==== Цитируемый отрывок
В январе 1577 года (Данциг еще держался) началась третья – и вновь неудачная – осада Ревеля, а к лету наступление возобновилось, на сей раз в направлении южной, спорной Ливонии, ранее принадлежавшей Магнусу. И это было уже страшно. «Теперь, – отмечает исследователь, – не знали уже никакой пощады… жгли и разоряли, чтобы не оставить противнику никаких опорных пунктов. Шел двадцатый год адской, неслыханно длинной войны. Забыты были все средства привлечь местное население. Осталась лишь мысль о завладении территорией, хотя бы и с остатками народа. Перед опустошительным ужасом налетов все никло, все бежало в отчаянном страхе». Но шведы зверствовали круче, и ливонские крепости, по определению самого Ивана, «претвердые германские грады», начали сдаваться ему без боя, а ливонское рыцарство стало в массовом порядке переходить на русскую сторону.
«Впечатление от военного счастья царя Ивана было таково, что весь август и сентябрь Запад жил самыми фантастическими слухами о силах и планах московского царя», – указывает современник. И на то были основания: к исходу лета вся Лифляндия (кроме Риги) и вся Эстляндия (кроме Ревеля) была занята русскими войсками. 10 сентября Иван устроил в Вольмаре свой знаменитый Пир Победы, пригласив к столу всех знатных пленников, включая гетмана Александра Полубенского, бывшего наместника «польской» Ливонии. Согласно его удивленно-уважительному докладу на имя Сената, «великий князь, не подтвердив ужасной молвы, был ласков, снисходителен и произвел впечатление истинно великого правителя», после чего, пожаловав пленным «шубы и кубки, а иным ковши», отпустил всех домой без выкупа.
Это была вершина взлета.
А затем пошла черная полоса…
Глава ХIV. Жатва скорби
Теперь точно все.
========
==== Список записей
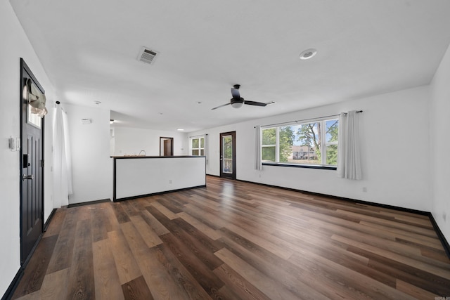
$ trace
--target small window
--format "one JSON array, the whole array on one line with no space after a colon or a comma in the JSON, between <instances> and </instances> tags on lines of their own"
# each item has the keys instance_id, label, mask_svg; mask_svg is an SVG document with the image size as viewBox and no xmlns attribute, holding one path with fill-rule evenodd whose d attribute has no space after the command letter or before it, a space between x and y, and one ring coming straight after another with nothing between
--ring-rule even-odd
<instances>
[{"instance_id":1,"label":"small window","mask_svg":"<svg viewBox=\"0 0 450 300\"><path fill-rule=\"evenodd\" d=\"M191 139L191 155L198 156L205 155L205 138L195 138Z\"/></svg>"}]
</instances>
========
Задания
(A) Выпишите из отрывка о Ливонской войне фрагмент, который начинается со слов «В январе 1577» и заканчивается словами «на русскую сторону.».
(B) Замените в записях с разметкой контуров на изображениях «one line» на «a single line» и приведите все записи целиком, больше ничего не меняя. Изображения в ответ не включайте.

Ответы к заданиям
(A)
В январе 1577 года (Данциг еще держался) началась третья – и вновь неудачная – осада Ревеля, а к лету наступление возобновилось, на сей раз в направлении южной, спорной Ливонии, ранее принадлежавшей Магнусу. И это было уже страшно. «Теперь, – отмечает исследователь, – не знали уже никакой пощады… жгли и разоряли, чтобы не оставить противнику никаких опорных пунктов. Шел двадцатый год адской, неслыханно длинной войны. Забыты были все средства привлечь местное население. Осталась лишь мысль о завладении территорией, хотя бы и с остатками народа. Перед опустошительным ужасом налетов все никло, все бежало в отчаянном страхе». Но шведы зверствовали круче, и ливонские крепости, по определению самого Ивана, «претвердые германские грады», начали сдаваться ему без боя, а ливонское рыцарство стало в массовом порядке переходить на русскую сторону.

(B)
$ trace
--target small window
--format "one JSON array, the whole array on a single line with no space after a colon or a comma in the JSON, between <instances> and </instances> tags on lines of their own"
# each item has the keys instance_id, label, mask_svg; mask_svg is an SVG document with the image size as viewBox and no xmlns attribute, holding one path with fill-rule evenodd whose d attribute has no space after the command letter or before it, a space between x and y, and one ring coming straight after another with nothing between
--ring-rule even-odd
<instances>
[{"instance_id":1,"label":"small window","mask_svg":"<svg viewBox=\"0 0 450 300\"><path fill-rule=\"evenodd\" d=\"M191 139L191 155L198 156L205 155L205 138L195 138Z\"/></svg>"}]
</instances>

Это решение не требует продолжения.